Output the entries as a JSON list of strings with one string per line, beginning at the line that contains "Return the mask of every instance of the bus roof" and stopping after the line that contains "POLYGON ((56 151, 56". Leave out any blank lines.
----- Data in this exercise -----
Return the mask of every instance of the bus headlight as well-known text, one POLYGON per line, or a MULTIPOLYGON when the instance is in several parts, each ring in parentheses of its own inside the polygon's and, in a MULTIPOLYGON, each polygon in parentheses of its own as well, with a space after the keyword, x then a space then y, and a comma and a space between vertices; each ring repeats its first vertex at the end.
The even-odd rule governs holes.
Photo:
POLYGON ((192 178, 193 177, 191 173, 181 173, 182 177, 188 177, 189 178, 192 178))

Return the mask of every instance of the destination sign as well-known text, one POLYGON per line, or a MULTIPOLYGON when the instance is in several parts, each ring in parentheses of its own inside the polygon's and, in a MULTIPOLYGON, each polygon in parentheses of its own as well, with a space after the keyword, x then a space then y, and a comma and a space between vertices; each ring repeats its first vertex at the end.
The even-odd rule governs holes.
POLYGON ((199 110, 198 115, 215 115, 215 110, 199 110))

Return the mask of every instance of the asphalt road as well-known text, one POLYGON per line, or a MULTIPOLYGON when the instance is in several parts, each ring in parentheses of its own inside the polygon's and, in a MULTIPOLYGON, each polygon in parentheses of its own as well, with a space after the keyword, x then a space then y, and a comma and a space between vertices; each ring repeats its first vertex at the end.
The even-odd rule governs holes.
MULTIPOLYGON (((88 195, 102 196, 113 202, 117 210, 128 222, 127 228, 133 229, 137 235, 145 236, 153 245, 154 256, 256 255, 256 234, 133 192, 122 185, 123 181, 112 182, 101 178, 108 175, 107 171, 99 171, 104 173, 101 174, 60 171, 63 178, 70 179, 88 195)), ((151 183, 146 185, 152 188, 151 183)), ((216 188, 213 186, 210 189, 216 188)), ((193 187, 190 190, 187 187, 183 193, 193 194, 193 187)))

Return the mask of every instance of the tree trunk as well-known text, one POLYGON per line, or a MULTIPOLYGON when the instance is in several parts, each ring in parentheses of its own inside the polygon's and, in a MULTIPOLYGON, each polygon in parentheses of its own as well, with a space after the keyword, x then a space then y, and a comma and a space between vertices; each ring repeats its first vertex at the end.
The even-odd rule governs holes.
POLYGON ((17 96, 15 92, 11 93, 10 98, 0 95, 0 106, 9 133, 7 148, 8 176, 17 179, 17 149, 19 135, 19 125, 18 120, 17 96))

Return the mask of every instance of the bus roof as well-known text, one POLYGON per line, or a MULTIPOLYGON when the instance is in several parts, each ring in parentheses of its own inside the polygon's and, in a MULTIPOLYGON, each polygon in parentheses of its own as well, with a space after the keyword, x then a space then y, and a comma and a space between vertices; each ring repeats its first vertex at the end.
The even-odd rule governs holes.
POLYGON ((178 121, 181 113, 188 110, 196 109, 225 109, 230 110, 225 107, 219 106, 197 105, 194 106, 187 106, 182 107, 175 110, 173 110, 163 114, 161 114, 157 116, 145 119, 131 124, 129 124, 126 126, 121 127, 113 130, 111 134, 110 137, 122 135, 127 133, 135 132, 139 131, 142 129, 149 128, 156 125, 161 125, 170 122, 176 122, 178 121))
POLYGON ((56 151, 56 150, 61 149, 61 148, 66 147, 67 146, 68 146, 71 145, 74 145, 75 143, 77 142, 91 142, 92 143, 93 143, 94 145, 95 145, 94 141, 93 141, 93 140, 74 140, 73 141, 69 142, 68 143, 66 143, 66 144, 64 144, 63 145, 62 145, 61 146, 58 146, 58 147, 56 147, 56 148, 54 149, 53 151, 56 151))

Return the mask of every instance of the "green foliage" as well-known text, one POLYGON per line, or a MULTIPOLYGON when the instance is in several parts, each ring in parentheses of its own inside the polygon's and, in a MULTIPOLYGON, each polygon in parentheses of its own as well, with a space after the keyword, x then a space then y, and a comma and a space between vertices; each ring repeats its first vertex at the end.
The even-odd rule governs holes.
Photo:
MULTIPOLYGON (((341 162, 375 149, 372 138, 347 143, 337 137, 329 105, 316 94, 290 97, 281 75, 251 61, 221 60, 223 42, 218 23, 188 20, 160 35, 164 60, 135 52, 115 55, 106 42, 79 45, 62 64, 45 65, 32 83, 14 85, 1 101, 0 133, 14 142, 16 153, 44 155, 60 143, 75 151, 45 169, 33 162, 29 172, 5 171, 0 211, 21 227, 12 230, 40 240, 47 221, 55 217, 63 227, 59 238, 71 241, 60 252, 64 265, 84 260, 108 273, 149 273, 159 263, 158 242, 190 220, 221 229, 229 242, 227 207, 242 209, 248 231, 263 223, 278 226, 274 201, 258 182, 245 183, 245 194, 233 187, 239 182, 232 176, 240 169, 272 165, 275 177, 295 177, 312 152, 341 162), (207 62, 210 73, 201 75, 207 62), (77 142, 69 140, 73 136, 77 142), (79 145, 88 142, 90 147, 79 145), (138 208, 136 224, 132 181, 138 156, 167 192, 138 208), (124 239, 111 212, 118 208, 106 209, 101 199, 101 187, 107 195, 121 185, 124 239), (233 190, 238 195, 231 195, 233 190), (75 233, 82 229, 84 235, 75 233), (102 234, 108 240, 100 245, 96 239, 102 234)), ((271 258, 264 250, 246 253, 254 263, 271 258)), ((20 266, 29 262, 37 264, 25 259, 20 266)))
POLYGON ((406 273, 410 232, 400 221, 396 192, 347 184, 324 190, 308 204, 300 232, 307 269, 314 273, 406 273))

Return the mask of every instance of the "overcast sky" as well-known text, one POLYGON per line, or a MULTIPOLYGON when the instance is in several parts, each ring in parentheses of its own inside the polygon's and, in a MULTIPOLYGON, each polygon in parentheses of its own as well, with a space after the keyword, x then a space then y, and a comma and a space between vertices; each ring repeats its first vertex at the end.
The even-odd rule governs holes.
-----
- [Task response]
[
  "Return the mask of every instance of the bus roof as well-known text, one POLYGON per line, or a MULTIPOLYGON when the instance is in several parts, each ring in parentheses of its own inside the polygon's and, in a MULTIPOLYGON, each polygon in parentheses of its own as well, with a space after the keyword, x then a space then y, and a comma and a space between vertices; each ring repeats its first vertex at the end.",
  "The even-odd rule governs holes.",
  "POLYGON ((178 121, 181 113, 188 110, 196 109, 225 109, 230 110, 225 107, 219 106, 197 105, 194 106, 187 106, 182 107, 175 110, 173 110, 163 114, 161 114, 157 116, 145 119, 131 124, 129 124, 126 126, 121 127, 113 130, 111 134, 110 137, 122 135, 127 133, 135 132, 139 131, 142 129, 149 128, 156 125, 161 125, 170 122, 176 122, 178 121))",
  "POLYGON ((56 151, 56 150, 61 149, 61 148, 66 147, 67 146, 68 146, 71 145, 74 145, 75 143, 77 142, 91 142, 92 143, 93 143, 94 145, 95 145, 94 141, 93 141, 93 140, 74 140, 73 141, 69 142, 68 143, 66 143, 66 144, 64 144, 63 145, 62 145, 61 146, 58 146, 58 147, 56 147, 56 148, 54 149, 53 151, 56 151))"
]